Requirement:
The expected output is the data below, character for character, without its pictures.

Exercise input:
◇ ◇ ◇

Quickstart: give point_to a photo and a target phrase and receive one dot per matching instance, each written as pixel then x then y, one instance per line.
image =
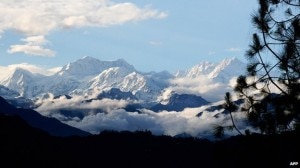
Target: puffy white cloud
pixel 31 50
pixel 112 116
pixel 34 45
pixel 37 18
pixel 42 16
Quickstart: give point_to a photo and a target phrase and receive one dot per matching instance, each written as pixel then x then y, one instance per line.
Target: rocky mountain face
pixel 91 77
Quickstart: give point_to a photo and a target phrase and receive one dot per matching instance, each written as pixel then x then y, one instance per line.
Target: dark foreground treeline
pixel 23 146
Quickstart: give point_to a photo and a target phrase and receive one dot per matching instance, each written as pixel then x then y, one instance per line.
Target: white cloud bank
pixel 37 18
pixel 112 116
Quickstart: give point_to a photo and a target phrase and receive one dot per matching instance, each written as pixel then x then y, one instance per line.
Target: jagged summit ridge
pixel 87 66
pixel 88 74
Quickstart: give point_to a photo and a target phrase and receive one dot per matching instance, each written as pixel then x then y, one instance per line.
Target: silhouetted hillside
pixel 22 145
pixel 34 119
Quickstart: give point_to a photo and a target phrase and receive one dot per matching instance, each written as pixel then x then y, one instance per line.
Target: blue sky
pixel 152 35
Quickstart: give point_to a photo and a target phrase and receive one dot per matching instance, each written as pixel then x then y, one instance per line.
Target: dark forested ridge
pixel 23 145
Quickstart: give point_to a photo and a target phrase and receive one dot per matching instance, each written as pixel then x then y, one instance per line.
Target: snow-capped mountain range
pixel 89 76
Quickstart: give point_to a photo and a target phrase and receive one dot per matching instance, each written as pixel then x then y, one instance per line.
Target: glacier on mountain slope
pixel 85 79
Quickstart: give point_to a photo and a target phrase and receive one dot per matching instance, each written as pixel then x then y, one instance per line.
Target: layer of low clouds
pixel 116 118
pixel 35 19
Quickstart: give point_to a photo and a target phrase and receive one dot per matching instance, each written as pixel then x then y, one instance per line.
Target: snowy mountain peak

◇ ◇ ◇

Response:
Quickstart: give point_to a photo and a target phrase and receive one dot per matching instance, each written as pixel then x then y, one instance per line.
image =
Target: puffy white cloud
pixel 31 50
pixel 112 116
pixel 34 45
pixel 37 18
pixel 42 16
Quickstart: give point_to a photo and a target phrase and receive one dot per matching instance, each written as pixel then x then y, one instance per line.
Target: rocky mountain face
pixel 91 77
Quickstart: give point_to a photo and a target phrase and receive one dot per matching instance, each written as pixel then x then y, one instance per line.
Target: dark foreground treeline
pixel 23 146
Quickstart: give point_to a photo and a target phrase and receive one dot per matching instance, each written as pixel then x then y, one instance per line.
Target: white cloud bank
pixel 37 18
pixel 112 116
Quickstart: give point_to a photo and a target phrase and receive one dot per matching instance, each written as pixel then x then y, one instance per line.
Target: jagged summit ridge
pixel 87 66
pixel 88 74
Quickstart: give point_to a photo and a target phrase and receive one dot per matching instance, each written as pixel then x then y, one instance per line.
Target: silhouetted hillside
pixel 22 145
pixel 34 119
Quickstart: give point_to a photo and a target phrase and receive one dot per matching instance, each written as pixel then x then y, one instance per line.
Target: blue sky
pixel 152 35
Quickstart: give point_to a photo and a target phrase and receive one dot per matching instance, each written as pixel then x then y, one instance per line.
Target: dark forested ridge
pixel 23 145
Quickstart: give point_to a photo and a target phrase and receive one dot per matching instance, each written as pixel then x then y, one instance per line.
Target: snow-capped mountain range
pixel 89 76
Quickstart: give point_to a photo and a target phrase and receive one dot per matching instance, each written as pixel then x then y, one instance per line.
Target: glacier on mountain slope
pixel 85 79
Quickstart: give point_to a photo and a target phrase and receive one dot per matching instance, each written as pixel then x then y, one instance per line.
Target: layer of low clouds
pixel 116 118
pixel 35 19
Quickstart: give point_to a photo and a target phrase and receive one dot per matching instance, each written as pixel then x then y, one instance per line.
Target: snowy mountain peak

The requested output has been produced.